Eucharistic Readings for Monday in the First Week of Lent
“Let the words of my mouth and the meditation of my heart be acceptable in your sight, O Lord, my strength and my redeemer.” (Psalm 91:14)
I use a modified version of this verse after reading the Gospel at the service of Holy Eucharist. My version is first person plural in the second half of it. “May the words of my mouth and the meditations of “our” hearts be acceptable in your sight, O Lord, our strength and our redeemer.”
This “our hearts” language comes not too long after we have asked God to cleanse the thoughts of our hearts. There is something comforting to say about a Christian spiritual community that quietly invites God to enter our heart and cleanse it and assist us with meditation. So many times we see in Scripture where God, or God’s representative, comes to people in their quiet moments.

RECORD SET.
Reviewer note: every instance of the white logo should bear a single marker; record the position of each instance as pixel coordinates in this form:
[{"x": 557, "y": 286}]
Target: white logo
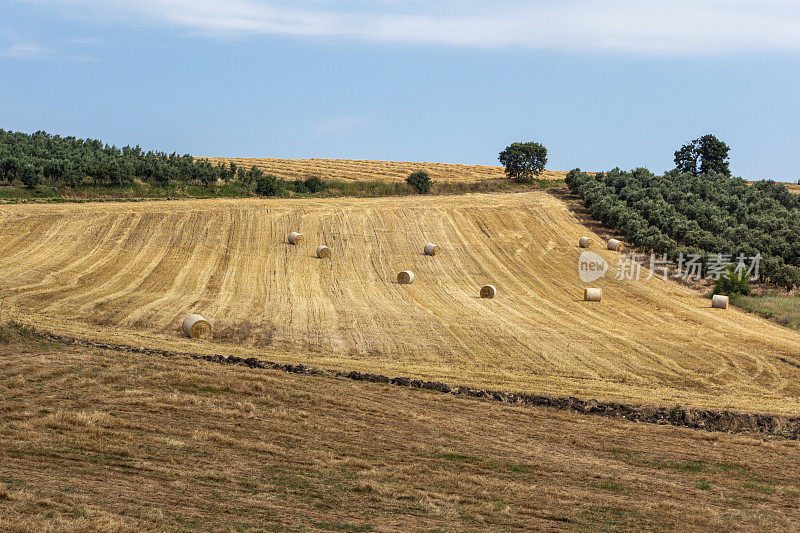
[{"x": 591, "y": 267}]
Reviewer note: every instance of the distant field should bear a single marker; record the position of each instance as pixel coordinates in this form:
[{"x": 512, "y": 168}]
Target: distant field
[
  {"x": 129, "y": 273},
  {"x": 360, "y": 170}
]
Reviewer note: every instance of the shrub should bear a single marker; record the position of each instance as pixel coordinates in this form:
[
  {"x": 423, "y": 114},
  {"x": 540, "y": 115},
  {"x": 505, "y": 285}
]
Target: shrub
[
  {"x": 313, "y": 185},
  {"x": 786, "y": 276},
  {"x": 267, "y": 185},
  {"x": 730, "y": 283},
  {"x": 30, "y": 177},
  {"x": 420, "y": 181}
]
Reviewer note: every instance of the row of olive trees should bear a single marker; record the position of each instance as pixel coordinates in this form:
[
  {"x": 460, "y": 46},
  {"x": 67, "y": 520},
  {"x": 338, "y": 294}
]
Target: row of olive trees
[
  {"x": 706, "y": 214},
  {"x": 31, "y": 159}
]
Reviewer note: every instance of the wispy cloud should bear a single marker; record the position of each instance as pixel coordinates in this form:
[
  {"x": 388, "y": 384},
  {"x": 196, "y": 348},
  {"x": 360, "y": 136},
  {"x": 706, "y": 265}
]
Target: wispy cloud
[
  {"x": 339, "y": 125},
  {"x": 26, "y": 51},
  {"x": 637, "y": 26}
]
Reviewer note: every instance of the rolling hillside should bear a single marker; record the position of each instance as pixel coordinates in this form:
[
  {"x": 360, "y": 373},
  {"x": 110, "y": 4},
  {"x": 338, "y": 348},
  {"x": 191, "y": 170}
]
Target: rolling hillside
[
  {"x": 362, "y": 170},
  {"x": 129, "y": 273}
]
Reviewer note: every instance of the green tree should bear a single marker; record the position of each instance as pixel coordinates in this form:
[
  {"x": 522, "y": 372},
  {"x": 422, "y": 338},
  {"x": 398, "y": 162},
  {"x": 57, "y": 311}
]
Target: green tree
[
  {"x": 267, "y": 185},
  {"x": 29, "y": 176},
  {"x": 10, "y": 168},
  {"x": 786, "y": 276},
  {"x": 313, "y": 185},
  {"x": 524, "y": 161},
  {"x": 420, "y": 181},
  {"x": 731, "y": 282},
  {"x": 253, "y": 174},
  {"x": 703, "y": 155}
]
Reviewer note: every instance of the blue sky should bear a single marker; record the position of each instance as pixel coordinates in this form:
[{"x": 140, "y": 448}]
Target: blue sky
[{"x": 600, "y": 83}]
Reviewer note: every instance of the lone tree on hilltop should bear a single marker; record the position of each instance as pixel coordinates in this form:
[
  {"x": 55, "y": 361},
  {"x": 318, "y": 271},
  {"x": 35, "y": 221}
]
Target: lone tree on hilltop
[
  {"x": 420, "y": 181},
  {"x": 524, "y": 161},
  {"x": 706, "y": 154}
]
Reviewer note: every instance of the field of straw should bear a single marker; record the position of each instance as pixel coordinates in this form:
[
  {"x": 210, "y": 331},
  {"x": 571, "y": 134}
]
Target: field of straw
[
  {"x": 99, "y": 440},
  {"x": 365, "y": 170},
  {"x": 129, "y": 274}
]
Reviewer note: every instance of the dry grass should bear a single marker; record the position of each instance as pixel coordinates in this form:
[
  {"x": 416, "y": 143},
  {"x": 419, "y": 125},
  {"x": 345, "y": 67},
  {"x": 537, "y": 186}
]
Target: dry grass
[
  {"x": 129, "y": 273},
  {"x": 365, "y": 170},
  {"x": 104, "y": 441}
]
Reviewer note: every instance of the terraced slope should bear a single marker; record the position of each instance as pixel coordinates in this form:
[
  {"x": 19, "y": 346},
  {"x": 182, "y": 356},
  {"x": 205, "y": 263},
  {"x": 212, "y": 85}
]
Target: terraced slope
[
  {"x": 129, "y": 273},
  {"x": 365, "y": 170}
]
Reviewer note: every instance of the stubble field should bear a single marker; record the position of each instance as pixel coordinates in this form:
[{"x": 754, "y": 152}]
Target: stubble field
[{"x": 129, "y": 273}]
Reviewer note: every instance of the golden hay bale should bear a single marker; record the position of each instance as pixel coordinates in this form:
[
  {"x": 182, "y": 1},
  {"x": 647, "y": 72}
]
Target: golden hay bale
[
  {"x": 405, "y": 277},
  {"x": 196, "y": 327},
  {"x": 592, "y": 295},
  {"x": 431, "y": 249},
  {"x": 719, "y": 302}
]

INSTRUCTIONS.
A - Please copy from the reflection above the part that opens with the words containing "I use a modified" and closes with "their quiet moments.", word for word.
B - According to the reflection, after reading what does the writer use a modified version of the psalm verse?

EXPECTED RESULTS.
A -
I use a modified version of this verse after reading the Gospel at the service of Holy Eucharist. My version is first person plural in the second half of it. “May the words of my mouth and the meditations of “our” hearts be acceptable in your sight, O Lord, our strength and our redeemer.”
This “our hearts” language comes not too long after we have asked God to cleanse the thoughts of our hearts. There is something comforting to say about a Christian spiritual community that quietly invites God to enter our heart and cleanse it and assist us with meditation. So many times we see in Scripture where God, or God’s representative, comes to people in their quiet moments.

B - After reading the Gospel at the service of Holy Eucharist.